[[ Exercise text, beginning ]]

How is neuroendocrine carcinoma of the cervix treated?

This information is found on M.D. Anderson’s website.

“Once the stage of disease has been determined, a treatment plan is formulated. As mentioned above, because cervical cancer is clinically staged, some of the findings on the initial workup are not included in the official stage, but do alter treatment recommendations. Because the disease is so rare, there are no completed prospective trials to date establishing the standard of care for the treatment of this disease. While treatment plans are often extrapolated from treatment of more common types of cervical cancers, given the aggressive nature of this particular disease, a multimodal approach to treatment is more often employed. In 2011, the Society of Gynecologic Oncology issued a clinical document summarizing available literature on NET of the female reproductive tract [12]. The treatment algorithms below are based on that document [13]. Additionally, there is extensive data for treatment of high-grade lung and extrapulmonary NEC provided by the North American Neuroendocrine Tumor Society (NANETS) and their published consensus guidelines [14]. Knowledge gained from treatment of NEC affecting other sites of origin has been extrapolated to the treatment of cervical NEC.

For early stage disease that is confined to the cervix and has not spread to the lymph nodes or other organs, the initial treatment depends on tumor size and involvement of local tissue.

For tumors less than 4cm in size that do not appear to locally invade other pelvic structures based on physical exam, initial treatment frequently includes surgery in the form of radical hysterectomy and removal of appropriate lymph nodes. Ideally, this should be performed by a gynecologic oncologist. Pathological information from surgery will dictate additional care, although usually further therapy is recommended, even if the tumor has been completely resected with negative margins. Usually chemotherapy with a combination of cisplatin and etoposide (EP) is recommended. Frequently this is given at the same time a radiation therapy, and additional chemotherapy is given following completion of chemoradiation. An acceptable alternative approach for initial treatment of women in this category may be with chemoradiotherapy followed by chemotherapy alone, without surgery.

[[ Exercise text, end ]]
[[ Supplied material, beginning ]]

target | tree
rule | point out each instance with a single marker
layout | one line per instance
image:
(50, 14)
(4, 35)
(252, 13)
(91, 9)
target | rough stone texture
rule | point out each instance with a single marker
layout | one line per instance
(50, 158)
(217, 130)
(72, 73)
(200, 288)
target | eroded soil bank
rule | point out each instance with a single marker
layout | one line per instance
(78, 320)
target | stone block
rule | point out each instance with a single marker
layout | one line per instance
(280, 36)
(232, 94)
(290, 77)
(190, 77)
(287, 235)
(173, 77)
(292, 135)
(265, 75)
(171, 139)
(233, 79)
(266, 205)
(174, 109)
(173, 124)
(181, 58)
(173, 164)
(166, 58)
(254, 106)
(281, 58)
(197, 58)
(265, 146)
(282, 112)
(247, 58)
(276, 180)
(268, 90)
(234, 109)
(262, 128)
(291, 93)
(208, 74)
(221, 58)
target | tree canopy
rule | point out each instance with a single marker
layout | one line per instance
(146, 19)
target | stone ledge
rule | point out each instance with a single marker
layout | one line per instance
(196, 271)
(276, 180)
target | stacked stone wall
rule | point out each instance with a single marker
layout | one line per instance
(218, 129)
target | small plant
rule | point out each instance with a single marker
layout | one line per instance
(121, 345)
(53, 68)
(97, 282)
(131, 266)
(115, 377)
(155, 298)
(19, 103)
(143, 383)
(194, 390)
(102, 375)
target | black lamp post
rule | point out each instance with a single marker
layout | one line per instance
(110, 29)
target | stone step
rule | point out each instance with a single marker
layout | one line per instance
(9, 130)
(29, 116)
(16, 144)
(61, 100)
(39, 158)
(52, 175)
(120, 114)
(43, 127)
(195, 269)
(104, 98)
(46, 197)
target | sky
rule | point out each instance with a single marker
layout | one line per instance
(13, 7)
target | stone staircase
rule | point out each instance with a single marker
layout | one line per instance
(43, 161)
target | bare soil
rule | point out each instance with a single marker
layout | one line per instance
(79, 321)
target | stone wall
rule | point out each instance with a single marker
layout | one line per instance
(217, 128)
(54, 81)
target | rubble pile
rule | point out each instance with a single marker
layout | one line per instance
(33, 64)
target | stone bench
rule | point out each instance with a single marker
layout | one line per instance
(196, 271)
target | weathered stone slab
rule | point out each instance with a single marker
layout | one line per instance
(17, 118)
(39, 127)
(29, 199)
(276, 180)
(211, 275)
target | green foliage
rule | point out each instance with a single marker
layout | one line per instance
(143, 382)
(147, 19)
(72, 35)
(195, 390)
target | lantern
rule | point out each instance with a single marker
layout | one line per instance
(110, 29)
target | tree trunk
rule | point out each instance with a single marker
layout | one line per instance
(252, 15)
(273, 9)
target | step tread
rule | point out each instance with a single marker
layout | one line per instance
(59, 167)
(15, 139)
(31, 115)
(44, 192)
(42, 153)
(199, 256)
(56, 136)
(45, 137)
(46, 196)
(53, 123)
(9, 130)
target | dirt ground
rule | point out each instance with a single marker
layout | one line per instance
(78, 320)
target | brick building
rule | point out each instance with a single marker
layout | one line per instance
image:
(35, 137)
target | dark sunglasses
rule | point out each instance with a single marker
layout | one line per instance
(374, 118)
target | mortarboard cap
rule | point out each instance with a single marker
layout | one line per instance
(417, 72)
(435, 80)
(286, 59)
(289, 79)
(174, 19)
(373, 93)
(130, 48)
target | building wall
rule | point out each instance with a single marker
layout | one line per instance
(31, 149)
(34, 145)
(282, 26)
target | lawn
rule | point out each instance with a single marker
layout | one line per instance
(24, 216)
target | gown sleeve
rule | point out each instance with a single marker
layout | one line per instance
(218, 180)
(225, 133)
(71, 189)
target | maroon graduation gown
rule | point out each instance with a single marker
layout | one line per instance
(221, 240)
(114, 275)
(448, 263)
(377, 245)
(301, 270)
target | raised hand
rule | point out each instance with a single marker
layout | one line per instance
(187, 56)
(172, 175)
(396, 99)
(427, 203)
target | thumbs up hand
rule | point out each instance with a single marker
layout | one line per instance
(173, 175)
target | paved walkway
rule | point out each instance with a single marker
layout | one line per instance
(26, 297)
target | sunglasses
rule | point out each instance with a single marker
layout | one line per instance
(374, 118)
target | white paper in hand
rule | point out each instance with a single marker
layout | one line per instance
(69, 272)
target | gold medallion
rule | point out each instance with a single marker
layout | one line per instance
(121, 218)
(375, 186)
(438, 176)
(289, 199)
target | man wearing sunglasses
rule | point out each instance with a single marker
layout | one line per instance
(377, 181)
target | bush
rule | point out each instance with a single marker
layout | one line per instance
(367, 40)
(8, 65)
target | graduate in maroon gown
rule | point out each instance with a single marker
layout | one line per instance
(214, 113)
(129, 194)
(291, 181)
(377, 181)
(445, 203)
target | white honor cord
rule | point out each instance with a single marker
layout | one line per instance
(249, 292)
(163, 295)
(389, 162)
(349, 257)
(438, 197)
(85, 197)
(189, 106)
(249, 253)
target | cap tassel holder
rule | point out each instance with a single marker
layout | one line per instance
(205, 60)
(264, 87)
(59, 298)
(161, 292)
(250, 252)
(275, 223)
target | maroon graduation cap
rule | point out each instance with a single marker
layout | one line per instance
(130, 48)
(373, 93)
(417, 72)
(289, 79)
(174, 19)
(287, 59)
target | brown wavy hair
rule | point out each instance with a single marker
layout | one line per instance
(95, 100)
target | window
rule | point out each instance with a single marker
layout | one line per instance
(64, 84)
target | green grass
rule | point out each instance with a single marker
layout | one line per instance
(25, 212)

[[ Supplied material, end ]]

*How to complete this task:* Please reproduce the part of the cervical cancer treatment text that opens with the words "For early stage" and closes with "of local tissue.". You do not need the records for this.

*Solution to this problem:*
For early stage disease that is confined to the cervix and has not spread to the lymph nodes or other organs, the initial treatment depends on tumor size and involvement of local tissue.